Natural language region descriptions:
• • • • •
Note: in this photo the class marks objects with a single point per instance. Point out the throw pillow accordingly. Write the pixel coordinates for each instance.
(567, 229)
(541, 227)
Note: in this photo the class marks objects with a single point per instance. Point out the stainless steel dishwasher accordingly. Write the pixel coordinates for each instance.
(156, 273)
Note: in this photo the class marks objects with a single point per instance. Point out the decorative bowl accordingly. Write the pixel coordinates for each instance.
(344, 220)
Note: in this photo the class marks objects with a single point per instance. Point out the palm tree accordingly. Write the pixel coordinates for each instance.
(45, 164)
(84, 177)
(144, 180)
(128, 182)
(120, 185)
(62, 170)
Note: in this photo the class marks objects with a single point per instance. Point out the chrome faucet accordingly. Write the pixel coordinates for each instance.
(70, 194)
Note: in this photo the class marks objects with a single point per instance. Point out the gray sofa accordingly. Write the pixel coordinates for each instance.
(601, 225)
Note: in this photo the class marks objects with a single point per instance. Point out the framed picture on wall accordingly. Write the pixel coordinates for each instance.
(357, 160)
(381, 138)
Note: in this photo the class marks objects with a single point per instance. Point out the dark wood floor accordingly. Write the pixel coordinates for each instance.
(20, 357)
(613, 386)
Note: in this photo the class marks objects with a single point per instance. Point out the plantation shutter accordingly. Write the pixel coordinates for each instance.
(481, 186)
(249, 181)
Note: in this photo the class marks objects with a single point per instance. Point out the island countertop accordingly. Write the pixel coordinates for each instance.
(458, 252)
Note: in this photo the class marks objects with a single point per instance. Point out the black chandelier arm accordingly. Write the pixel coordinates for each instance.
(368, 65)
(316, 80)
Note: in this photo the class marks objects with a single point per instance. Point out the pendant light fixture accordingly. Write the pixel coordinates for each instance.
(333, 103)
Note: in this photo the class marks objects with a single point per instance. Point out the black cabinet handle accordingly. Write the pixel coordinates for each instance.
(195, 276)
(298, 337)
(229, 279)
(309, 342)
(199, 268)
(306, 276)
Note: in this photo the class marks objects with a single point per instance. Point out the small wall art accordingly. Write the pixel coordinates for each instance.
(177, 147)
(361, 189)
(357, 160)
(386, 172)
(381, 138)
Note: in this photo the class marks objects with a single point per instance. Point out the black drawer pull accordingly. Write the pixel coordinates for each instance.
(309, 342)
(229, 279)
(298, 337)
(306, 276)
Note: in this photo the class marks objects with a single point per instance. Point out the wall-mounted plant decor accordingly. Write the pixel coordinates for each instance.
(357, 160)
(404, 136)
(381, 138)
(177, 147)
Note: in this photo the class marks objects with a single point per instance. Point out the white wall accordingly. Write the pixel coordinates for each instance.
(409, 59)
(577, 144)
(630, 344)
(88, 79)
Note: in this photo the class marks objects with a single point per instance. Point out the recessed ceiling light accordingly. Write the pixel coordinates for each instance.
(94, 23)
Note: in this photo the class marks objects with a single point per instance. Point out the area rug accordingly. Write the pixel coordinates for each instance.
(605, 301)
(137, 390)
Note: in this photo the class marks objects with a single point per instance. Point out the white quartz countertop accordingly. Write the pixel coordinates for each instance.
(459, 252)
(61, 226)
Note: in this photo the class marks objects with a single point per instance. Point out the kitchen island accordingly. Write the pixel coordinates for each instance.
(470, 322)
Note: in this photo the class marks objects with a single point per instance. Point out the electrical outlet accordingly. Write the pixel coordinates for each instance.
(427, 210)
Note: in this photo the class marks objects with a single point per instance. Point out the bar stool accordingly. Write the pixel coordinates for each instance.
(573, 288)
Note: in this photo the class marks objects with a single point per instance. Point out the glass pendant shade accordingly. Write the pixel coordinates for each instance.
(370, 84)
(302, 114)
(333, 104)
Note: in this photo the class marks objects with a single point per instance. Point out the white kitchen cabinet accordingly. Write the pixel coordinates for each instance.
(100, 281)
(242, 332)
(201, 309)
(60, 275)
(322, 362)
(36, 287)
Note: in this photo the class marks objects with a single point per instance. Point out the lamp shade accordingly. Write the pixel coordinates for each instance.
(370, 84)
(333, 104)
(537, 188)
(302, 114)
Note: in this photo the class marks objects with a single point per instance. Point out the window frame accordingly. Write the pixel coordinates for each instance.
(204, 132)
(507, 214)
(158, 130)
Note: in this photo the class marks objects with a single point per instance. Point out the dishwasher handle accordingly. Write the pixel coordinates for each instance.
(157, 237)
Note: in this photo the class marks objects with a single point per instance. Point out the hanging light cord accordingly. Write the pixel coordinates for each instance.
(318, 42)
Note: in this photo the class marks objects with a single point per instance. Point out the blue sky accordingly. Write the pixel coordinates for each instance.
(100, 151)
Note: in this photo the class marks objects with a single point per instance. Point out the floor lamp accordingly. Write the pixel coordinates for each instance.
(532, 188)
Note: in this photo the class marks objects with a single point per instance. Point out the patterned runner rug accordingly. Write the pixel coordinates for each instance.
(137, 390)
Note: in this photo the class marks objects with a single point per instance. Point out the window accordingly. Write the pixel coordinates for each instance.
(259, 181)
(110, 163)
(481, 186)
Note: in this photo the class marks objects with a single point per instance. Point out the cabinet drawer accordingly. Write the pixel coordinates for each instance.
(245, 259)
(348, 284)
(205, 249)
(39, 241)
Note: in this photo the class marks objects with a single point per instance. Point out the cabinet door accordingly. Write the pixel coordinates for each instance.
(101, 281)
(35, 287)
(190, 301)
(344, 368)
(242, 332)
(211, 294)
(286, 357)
• • • • •
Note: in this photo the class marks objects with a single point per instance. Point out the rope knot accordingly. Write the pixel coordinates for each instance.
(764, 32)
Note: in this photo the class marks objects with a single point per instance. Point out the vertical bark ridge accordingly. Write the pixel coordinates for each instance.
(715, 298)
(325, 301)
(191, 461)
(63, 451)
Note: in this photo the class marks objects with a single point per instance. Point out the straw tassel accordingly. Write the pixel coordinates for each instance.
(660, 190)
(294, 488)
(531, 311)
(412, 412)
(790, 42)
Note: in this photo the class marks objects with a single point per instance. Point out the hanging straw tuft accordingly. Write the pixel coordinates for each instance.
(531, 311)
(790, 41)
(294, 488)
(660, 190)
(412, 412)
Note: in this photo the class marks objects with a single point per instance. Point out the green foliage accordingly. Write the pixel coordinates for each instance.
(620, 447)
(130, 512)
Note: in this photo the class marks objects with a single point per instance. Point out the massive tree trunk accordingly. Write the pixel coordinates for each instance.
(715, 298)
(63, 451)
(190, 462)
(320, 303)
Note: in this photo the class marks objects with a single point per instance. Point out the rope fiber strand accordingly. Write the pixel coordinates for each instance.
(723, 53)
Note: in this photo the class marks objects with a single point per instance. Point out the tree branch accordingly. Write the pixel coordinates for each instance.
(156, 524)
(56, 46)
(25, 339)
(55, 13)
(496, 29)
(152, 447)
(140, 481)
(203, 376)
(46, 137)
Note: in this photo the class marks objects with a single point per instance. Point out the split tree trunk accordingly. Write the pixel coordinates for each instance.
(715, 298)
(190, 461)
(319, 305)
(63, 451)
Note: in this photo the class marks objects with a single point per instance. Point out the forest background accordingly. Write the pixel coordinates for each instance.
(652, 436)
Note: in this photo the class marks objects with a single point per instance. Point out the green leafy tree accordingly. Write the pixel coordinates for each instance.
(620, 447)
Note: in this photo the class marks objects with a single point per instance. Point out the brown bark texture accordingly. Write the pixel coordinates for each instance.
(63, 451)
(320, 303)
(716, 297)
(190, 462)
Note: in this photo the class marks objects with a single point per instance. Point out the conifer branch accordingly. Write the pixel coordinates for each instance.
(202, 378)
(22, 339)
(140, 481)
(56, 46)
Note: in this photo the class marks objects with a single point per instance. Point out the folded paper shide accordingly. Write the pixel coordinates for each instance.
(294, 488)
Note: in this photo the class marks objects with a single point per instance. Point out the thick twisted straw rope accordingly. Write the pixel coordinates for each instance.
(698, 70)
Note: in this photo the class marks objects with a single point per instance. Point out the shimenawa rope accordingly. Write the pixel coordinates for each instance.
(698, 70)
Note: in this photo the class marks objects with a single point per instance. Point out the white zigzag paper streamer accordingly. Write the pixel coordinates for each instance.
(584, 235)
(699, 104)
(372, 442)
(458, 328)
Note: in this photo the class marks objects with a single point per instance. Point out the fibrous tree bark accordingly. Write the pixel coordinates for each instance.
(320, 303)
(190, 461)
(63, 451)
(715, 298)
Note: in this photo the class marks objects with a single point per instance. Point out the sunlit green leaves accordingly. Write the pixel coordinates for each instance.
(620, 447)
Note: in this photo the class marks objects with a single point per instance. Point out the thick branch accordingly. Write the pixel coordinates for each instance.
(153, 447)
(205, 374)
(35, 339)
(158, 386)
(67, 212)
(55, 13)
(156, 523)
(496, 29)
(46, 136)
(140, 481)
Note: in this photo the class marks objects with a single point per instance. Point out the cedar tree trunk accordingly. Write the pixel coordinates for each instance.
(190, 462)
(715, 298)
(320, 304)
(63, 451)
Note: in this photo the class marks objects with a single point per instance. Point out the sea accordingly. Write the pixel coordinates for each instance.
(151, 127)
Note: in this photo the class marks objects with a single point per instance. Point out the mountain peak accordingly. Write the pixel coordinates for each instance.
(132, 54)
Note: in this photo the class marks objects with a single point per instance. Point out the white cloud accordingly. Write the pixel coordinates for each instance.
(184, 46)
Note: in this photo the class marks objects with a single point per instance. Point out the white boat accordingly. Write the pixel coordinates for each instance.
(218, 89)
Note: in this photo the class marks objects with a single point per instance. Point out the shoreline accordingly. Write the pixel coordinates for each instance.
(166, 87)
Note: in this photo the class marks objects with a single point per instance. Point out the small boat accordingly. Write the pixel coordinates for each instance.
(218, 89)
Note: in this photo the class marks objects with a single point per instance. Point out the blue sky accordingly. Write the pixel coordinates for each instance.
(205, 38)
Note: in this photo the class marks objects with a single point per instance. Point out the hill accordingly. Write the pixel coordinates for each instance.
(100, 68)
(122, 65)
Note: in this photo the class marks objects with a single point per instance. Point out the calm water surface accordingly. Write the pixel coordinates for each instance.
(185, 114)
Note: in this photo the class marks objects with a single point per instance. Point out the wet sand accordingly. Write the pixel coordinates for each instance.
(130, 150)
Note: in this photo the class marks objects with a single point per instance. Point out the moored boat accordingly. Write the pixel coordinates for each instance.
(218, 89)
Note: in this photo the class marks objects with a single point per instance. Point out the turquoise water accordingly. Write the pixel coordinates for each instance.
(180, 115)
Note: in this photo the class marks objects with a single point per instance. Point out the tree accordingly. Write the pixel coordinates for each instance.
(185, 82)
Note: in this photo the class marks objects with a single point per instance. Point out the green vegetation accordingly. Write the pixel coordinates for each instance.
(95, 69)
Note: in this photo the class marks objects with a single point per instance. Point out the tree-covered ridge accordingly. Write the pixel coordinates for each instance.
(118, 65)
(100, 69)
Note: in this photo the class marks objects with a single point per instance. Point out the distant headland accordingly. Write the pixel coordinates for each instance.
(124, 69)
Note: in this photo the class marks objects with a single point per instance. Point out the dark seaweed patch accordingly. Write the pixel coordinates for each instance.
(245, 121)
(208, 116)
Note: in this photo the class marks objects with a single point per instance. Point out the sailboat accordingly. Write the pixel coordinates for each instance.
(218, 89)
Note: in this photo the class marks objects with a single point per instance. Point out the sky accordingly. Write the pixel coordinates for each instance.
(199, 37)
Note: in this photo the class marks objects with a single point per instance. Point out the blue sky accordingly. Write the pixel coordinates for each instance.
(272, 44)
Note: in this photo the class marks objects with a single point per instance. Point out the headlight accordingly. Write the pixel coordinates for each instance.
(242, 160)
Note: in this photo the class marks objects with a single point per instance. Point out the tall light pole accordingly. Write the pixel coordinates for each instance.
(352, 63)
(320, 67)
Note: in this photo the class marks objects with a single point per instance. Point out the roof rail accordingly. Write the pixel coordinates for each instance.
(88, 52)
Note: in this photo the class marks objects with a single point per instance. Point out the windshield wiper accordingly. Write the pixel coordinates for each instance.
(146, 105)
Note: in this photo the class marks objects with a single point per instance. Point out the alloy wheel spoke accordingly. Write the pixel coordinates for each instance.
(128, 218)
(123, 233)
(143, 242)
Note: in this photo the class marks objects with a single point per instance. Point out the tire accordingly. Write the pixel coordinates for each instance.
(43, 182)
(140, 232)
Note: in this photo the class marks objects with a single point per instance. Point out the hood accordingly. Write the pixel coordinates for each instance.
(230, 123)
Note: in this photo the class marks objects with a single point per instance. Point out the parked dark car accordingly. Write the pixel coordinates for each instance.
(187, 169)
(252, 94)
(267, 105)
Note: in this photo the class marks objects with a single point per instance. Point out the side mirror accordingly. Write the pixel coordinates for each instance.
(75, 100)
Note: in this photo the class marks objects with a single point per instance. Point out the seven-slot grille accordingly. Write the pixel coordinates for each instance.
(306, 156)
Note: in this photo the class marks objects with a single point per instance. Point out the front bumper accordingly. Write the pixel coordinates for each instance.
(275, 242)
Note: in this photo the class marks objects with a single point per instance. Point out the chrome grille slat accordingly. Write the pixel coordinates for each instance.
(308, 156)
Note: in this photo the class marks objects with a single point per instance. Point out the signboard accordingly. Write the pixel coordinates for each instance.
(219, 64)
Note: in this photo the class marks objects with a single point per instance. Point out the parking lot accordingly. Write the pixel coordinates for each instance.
• • • • •
# TASK ITEM
Above are the entries. Output exactly the lines beginning with the line that has "out the signboard" and ending with the line that has "out the parking".

# EXERCISE RESULT
Note: in this photo the class marks objects with a single point per instance. Point out the signboard accordingly. Write the pixel coordinates for each instance.
(219, 64)
Note: in this photo the class marks objects with a single point per instance. Point out the parking lot accordingly. Write the pixel coordinates for each instance.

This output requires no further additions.